So because of all this, when Hugo notices not only that Lio left him behind, but didn’t look for him, didn’t trust him to hold Kipo, and even gave her his own blanket, the anger and all of these pent up negative emotions come rushing back tenfold. In terms of character, I think the way he received the news was very appropriate for the show. He didn’t know how else to think. So going off of the one book he was obsessed over and just trying to cope with the betrayal, Hugo goes off to make sure nobody ever feels left out again by forcefully uniting all of the mutes and turning the tables on the humans that he once trusted. Hugo took advantage of what he was given to try to make means of what he was feeling in his heart. I mean throughout the last two episodes you can see Kipo really getting through to him, but I believe that he was/is so full of grief and anger that he pushes away that lost feeling of being loved as a defense mechanism so he could never get hurt again.
In the final episode of season two (2) Scarlemagne was carted away with the TimberCats and was genuinely astonished that Kipo would willingly sacrifice her sanity to save mutes. This is a foil to when Lio left Hugo behind. Leading up to this point, Scarlemagne had pegged all humans to always think of themselves before anyone else, so when he finds out a human would go out of their way to help a mute, aka someone like him, he doesn’t know how to compute. I think in a future season the show could really work on a redemption arc with this character. Scarlemagne is still socially ignorant - he doesn’t understand what complex emotions are, and if Kipo was already starting to open up his heart this season, I don’t see why she won’t continue to try to help him in a future season. My only hope is that Kipo won’t take what her dad said to heart, that Scarlemagne will never change, and that she’ll continue to be as stubborn as ever to help those in need.

EXERCISE A |
Which rows contain the word "white"? Gather every line that does and copy each one.

ITEMS |

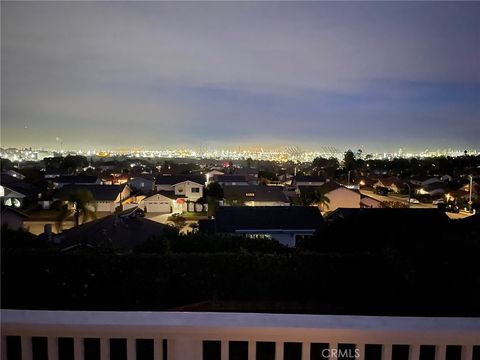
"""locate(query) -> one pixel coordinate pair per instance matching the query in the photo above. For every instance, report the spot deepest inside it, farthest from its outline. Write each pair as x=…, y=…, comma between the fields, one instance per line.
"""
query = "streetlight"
x=470, y=196
x=409, y=194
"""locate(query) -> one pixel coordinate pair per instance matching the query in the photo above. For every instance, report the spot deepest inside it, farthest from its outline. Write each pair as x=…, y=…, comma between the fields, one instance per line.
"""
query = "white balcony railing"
x=183, y=336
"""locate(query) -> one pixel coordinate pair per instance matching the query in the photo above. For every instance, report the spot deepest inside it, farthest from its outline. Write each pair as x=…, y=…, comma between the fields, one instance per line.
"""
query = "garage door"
x=158, y=206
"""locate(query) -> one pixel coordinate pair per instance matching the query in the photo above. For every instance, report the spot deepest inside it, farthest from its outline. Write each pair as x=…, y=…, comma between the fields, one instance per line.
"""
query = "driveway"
x=162, y=218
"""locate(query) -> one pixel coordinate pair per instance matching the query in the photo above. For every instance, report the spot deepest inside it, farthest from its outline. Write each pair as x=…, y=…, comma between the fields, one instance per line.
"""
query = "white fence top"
x=237, y=320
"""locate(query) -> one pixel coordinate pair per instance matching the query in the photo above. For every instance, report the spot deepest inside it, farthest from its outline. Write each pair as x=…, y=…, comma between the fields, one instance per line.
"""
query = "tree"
x=214, y=190
x=83, y=203
x=74, y=162
x=5, y=164
x=349, y=160
x=314, y=197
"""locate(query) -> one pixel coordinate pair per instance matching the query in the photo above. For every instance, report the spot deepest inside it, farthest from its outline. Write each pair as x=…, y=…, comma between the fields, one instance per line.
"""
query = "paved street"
x=396, y=197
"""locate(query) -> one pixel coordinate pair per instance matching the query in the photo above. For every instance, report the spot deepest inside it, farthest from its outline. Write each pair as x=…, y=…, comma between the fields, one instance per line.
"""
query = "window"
x=144, y=349
x=212, y=350
x=14, y=348
x=346, y=351
x=292, y=351
x=39, y=348
x=65, y=349
x=265, y=350
x=454, y=352
x=373, y=352
x=92, y=348
x=118, y=349
x=427, y=352
x=238, y=350
x=400, y=352
x=319, y=351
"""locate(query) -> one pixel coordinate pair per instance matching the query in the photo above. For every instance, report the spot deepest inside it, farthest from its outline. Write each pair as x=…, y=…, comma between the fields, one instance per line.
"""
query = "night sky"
x=375, y=75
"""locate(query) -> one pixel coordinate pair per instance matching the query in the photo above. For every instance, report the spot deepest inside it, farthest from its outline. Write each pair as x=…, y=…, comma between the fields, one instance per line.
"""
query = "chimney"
x=48, y=231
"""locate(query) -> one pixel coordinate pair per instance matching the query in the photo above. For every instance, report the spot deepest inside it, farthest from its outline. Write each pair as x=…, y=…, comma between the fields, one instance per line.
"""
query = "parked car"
x=452, y=208
x=380, y=190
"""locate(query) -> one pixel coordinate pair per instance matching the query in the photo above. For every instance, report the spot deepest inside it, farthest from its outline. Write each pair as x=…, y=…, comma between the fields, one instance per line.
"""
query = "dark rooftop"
x=99, y=192
x=76, y=179
x=231, y=218
x=175, y=179
x=244, y=193
x=120, y=231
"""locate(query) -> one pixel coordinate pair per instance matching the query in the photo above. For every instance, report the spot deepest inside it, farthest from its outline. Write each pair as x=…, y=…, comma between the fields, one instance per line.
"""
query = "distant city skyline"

EXERCISE B |
Do these statements agree with the commentary on Hugo and Scarlemagne? For each, answer yes or no and quote the deciding words. (i) Scarlemagne was carted away with the TimberCats in the final episode of season two. (ii) The writer says Scarlemagne understands complex emotions. (iii) The writer hopes Kipo will accept her dad's view that Scarlemagne will never change.

REPLY A |
query = "white balcony railing"
query = "white fence top"

REPLY B |
(i) Yes: "In the final episode of season two (2) Scarlemagne was carted away with the TimberCats"
(ii) No: "Scarlemagne is still socially ignorant - he doesn’t understand what complex emotions are"
(iii) No: "My only hope is that Kipo won’t take what her dad said to heart, that Scarlemagne will never change"